**The input**

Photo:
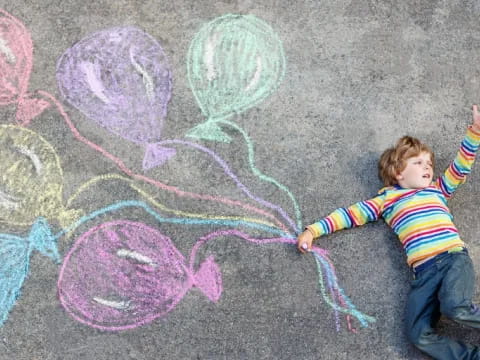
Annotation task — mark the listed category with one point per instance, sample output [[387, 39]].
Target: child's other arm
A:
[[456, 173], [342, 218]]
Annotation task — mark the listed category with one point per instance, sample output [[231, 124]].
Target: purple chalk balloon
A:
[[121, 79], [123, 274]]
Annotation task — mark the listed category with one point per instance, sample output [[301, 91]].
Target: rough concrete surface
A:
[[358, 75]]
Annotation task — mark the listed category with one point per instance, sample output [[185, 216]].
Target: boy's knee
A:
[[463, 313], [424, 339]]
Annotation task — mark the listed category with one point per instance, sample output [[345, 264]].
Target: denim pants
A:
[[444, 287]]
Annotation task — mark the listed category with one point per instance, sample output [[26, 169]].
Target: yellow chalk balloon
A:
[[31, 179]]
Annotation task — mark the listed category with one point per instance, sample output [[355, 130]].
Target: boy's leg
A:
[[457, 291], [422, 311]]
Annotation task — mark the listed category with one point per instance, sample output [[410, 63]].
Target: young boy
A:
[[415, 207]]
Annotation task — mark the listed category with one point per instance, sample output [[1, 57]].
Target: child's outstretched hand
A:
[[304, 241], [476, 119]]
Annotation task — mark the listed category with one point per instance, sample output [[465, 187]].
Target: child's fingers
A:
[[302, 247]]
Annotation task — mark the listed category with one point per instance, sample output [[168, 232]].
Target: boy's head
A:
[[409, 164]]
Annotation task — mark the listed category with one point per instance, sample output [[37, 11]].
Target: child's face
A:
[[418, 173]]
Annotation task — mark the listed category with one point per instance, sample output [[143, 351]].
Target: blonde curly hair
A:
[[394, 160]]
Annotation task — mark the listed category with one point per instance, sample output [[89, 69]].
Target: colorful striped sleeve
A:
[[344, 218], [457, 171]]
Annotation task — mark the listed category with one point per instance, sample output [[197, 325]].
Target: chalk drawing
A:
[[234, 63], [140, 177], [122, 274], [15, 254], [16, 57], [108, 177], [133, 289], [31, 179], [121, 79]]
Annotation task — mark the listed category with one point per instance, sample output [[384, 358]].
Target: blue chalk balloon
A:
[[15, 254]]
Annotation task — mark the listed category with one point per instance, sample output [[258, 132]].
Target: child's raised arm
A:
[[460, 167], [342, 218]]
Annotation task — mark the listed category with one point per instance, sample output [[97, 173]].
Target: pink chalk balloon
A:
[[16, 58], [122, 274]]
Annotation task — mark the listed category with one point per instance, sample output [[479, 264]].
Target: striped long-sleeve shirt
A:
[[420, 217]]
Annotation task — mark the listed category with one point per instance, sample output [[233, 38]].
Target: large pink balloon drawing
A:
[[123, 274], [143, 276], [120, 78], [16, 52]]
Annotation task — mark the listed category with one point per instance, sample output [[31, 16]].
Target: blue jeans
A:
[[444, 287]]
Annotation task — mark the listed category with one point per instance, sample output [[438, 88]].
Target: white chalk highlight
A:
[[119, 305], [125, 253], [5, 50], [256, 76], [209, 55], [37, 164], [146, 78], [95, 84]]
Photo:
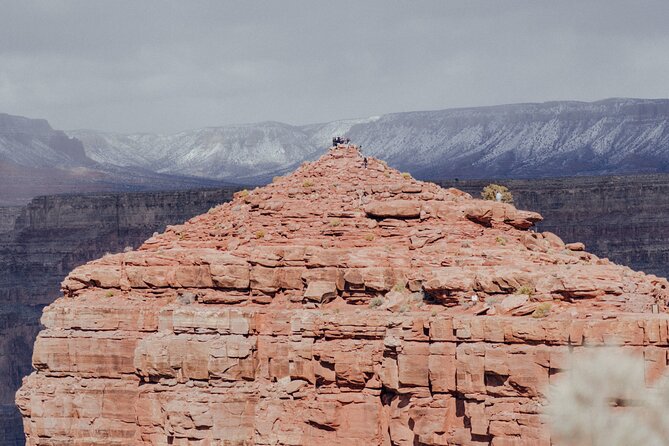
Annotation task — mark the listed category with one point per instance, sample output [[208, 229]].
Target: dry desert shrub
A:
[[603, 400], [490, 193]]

**Aim**
Leave the pictures out and reproduce all of the records exactly.

**The answer**
Photo:
Annotation task — mark the listed category with one point per instance, sample output [[387, 39]].
Target: child's other arm
A:
[[456, 173], [342, 218]]
Annotation task — mark the listed category with one point per instance, sample output [[231, 124]].
Target: purple chalk balloon
A:
[[121, 79], [123, 274]]
Annotation task — mark the listed category with one point per instance, sample output [[301, 91]].
Target: rough concrete surface
A:
[[358, 75]]
Annotation task — mark the listed category with one point per instance, sample output [[185, 216]].
Target: boy's knee
A:
[[463, 313], [424, 339]]
Annotation task — mark the listed category with one point per instance, sample output [[345, 264]].
Target: denim pants
A:
[[444, 287]]
Annotation task — mark the listed category with one point per instance, sample output [[26, 169]].
Target: yellow chalk balloon
A:
[[31, 179]]
Annotation task — mark the listed category with one point per instance, sample output [[355, 130]].
Target: boy's leg
A:
[[457, 291], [422, 311]]
Annotation task — mark the listed category with one point per instance, sample output [[410, 63]].
Target: young boy
A:
[[415, 207]]
Annotation task — mark the listed category with one point per instance, sample output [[1, 57]].
Target: child's outstretched hand
A:
[[304, 241], [476, 119]]
Annotation task — mark the listed category with one point per instance, sample output [[465, 187]].
Target: child's fingers
A:
[[302, 247]]
Annotation task — mark the listed category with one point per instance, sample output [[168, 232]].
Target: boy's head
A:
[[409, 164]]
Annotation task — mark the listed category with one point per instance, sample output [[37, 11]].
Target: child's face
A:
[[418, 173]]
Annotation task — mark the listed category with one point per instance, sample output [[143, 351]].
Target: blonde curly hair
A:
[[394, 160]]
Annotation task — mark the listed category with one point per instance, sample output [[89, 69]].
Target: colorful striped sleeve
A:
[[344, 218], [457, 171]]
Annotation task — mark the listed category with one point per instance, sample output [[197, 325]].
Target: chalk drawing
A:
[[234, 63], [140, 177], [122, 274], [15, 254], [16, 57], [108, 177], [133, 289], [31, 179], [121, 79]]
Annotation task — mark the listed category with one point per instance, sample output [[384, 358]].
Target: blue chalk balloon
A:
[[15, 254]]
Annotation task — mark the listed category with one point per instance, sample output [[258, 132]].
Target: child's raised arm
A:
[[460, 167], [342, 218]]
Annotation task — mark the listed category with one point per instance, sample output [[97, 173]].
Target: pink chalk balloon
A:
[[16, 58], [122, 274]]
Annotation task — mark the listed category with one point per instance, sample output [[479, 264]].
Target: striped long-sleeve shirt
A:
[[420, 217]]
Annotation task — mark the listed category with one point per instance, sample output [[233, 38]].
Target: large pink balloon drawing
A:
[[123, 274], [143, 276], [120, 78], [16, 52]]
Annotation task — mark the listed category with one point per instance, sample output [[31, 16]].
Target: blue jeans
A:
[[444, 287]]
Annotation task — mark the listed category with one point per instance, sample output [[438, 88]].
Target: white chalk highlight
A:
[[119, 305], [125, 253], [5, 50], [256, 76], [209, 55], [37, 164], [146, 78], [95, 84]]
Photo:
Annotation task — mark the listed category with one point per instance, sample output [[208, 229]].
Target: dry desert shrub
A:
[[603, 400], [490, 193]]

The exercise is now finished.